> WHAT NEEDS TO BE DONE
Write out the full set of records exactly. Any pictures in them do not belong in the copy.

> MATERIAL SHOWN
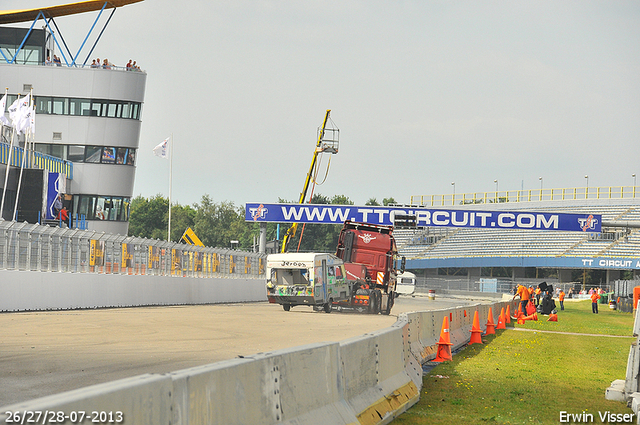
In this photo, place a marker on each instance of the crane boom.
(291, 232)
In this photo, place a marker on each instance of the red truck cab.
(369, 253)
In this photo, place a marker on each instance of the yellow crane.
(327, 142)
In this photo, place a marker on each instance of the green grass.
(522, 377)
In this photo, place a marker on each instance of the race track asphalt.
(44, 353)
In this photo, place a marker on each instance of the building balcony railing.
(34, 160)
(531, 195)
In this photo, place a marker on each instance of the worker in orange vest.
(538, 291)
(523, 292)
(561, 299)
(594, 301)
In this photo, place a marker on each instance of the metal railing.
(34, 247)
(34, 160)
(531, 195)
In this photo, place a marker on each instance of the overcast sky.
(425, 93)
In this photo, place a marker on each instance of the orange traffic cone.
(491, 327)
(476, 332)
(531, 308)
(501, 320)
(444, 345)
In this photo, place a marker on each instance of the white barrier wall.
(27, 291)
(369, 379)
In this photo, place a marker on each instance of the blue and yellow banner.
(424, 217)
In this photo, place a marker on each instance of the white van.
(313, 279)
(406, 283)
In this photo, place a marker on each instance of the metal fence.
(502, 285)
(34, 247)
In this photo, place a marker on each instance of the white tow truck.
(311, 279)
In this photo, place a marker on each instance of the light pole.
(540, 178)
(586, 192)
(453, 196)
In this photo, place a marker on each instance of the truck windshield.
(290, 276)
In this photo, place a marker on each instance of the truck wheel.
(374, 302)
(390, 298)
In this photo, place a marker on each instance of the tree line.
(218, 223)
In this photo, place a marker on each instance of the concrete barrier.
(370, 379)
(33, 291)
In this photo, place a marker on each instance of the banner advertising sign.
(176, 260)
(127, 255)
(338, 214)
(197, 261)
(154, 257)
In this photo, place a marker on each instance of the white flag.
(20, 113)
(162, 150)
(32, 124)
(14, 115)
(25, 121)
(3, 105)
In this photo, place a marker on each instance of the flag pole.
(6, 176)
(24, 157)
(170, 181)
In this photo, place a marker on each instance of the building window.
(107, 208)
(49, 105)
(76, 153)
(93, 154)
(108, 155)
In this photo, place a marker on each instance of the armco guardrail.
(369, 379)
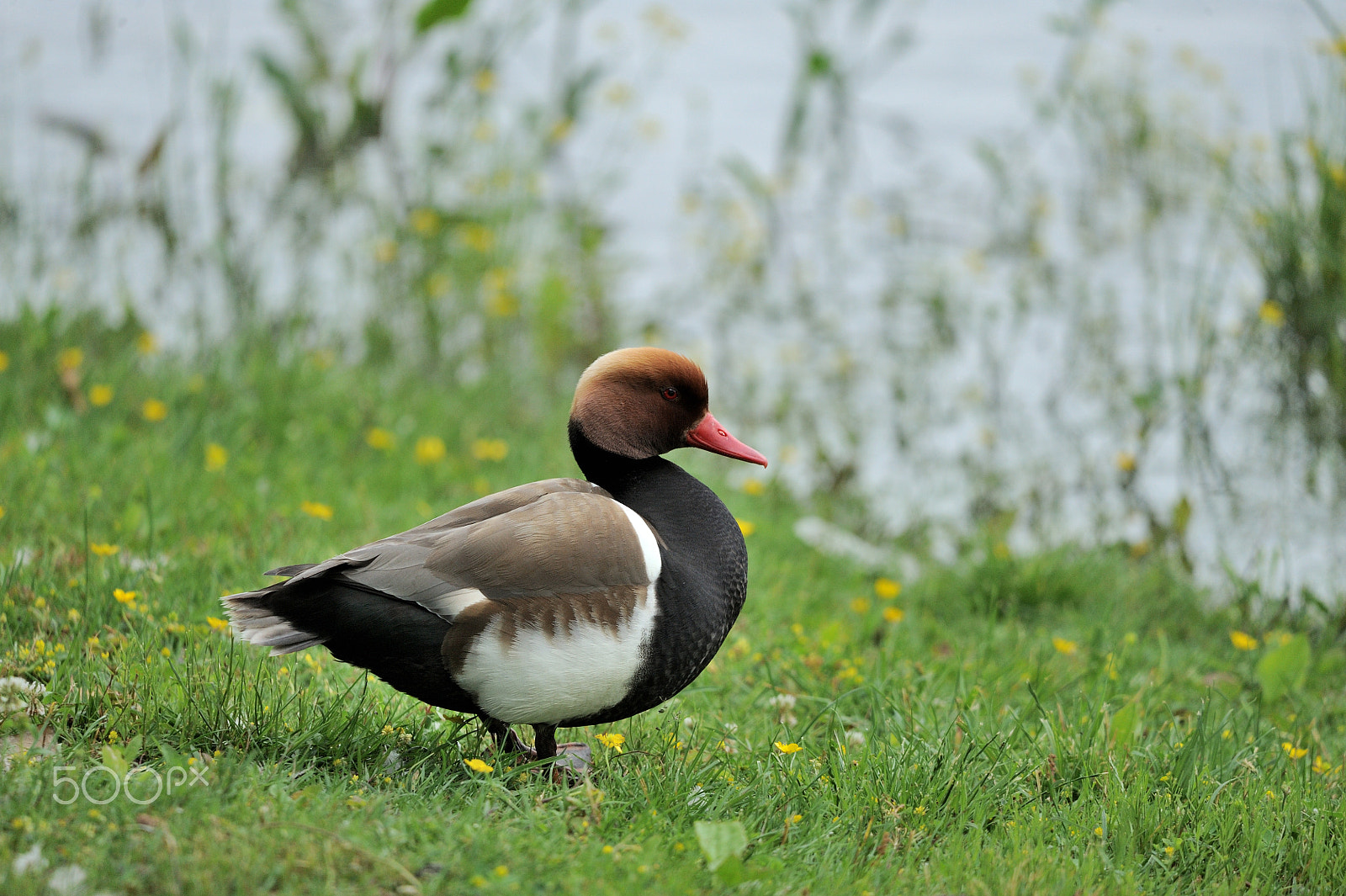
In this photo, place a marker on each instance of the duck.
(558, 603)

> TASK SOLUTION
In this photo, place a marker on each instance of the crane boom.
(291, 232)
In this photo, place a marker on each instance of the red truck cab.
(369, 253)
In this photo, place a marker on each instance of the yellow crane.
(327, 142)
In this photo, place a marker on each instance of the green grass.
(522, 377)
In this photo, place a marker on each instance of the race track asphalt.
(44, 353)
In this photo, place a marker on each instance of the building balcony railing.
(34, 160)
(531, 195)
In this photo, place a marker on each instance of the worker in orange vest.
(538, 291)
(523, 292)
(561, 299)
(594, 301)
In this photo, place a marker on each instance of the metal railing.
(34, 247)
(34, 160)
(531, 195)
In this photo, place a marker on each instance of the overcast sky.
(425, 93)
In this photo, place a marker on each instance of the orange traffic cone.
(491, 327)
(476, 332)
(531, 308)
(501, 320)
(444, 345)
In this photo, place a marker on each instance of the white barrier wall.
(27, 291)
(369, 379)
In this photo, place a marker on each instance of the blue and yellow banner.
(424, 217)
In this photo, place a marker on each instance of the white van.
(313, 279)
(406, 283)
In this photo, place a marker on each instance of the metal fence.
(502, 285)
(34, 247)
In this photo, place a marker on each instance of the white tow truck.
(311, 279)
In this photo, place a marker on each instance of the light pole.
(540, 178)
(586, 192)
(453, 196)
In this photo, place a marker on each instance of the truck windshield.
(290, 276)
In this photo, place a marker on each instance of the truck wheel.
(374, 302)
(390, 298)
In this photo, place a marker on each instance of the tree line.
(218, 223)
In this photo, place a marker on each instance of the concrete barrier.
(370, 379)
(33, 291)
In this photo, place a marker on each instance of the banner advertising sign.
(176, 260)
(127, 255)
(338, 214)
(197, 261)
(154, 257)
In this photo, place a marker on each instance of the white flag.
(20, 113)
(162, 150)
(32, 124)
(14, 115)
(25, 121)
(3, 105)
In this photo, place a marker on each instance of the flag pole.
(6, 176)
(24, 157)
(170, 181)
In this photo, place a marker on each instance of the building window.
(107, 208)
(49, 105)
(76, 153)
(93, 154)
(108, 155)
In this photo, place a marker on each instance of the armco guardrail.
(369, 379)
In this photo, place a marker on each instance of the duck.
(558, 603)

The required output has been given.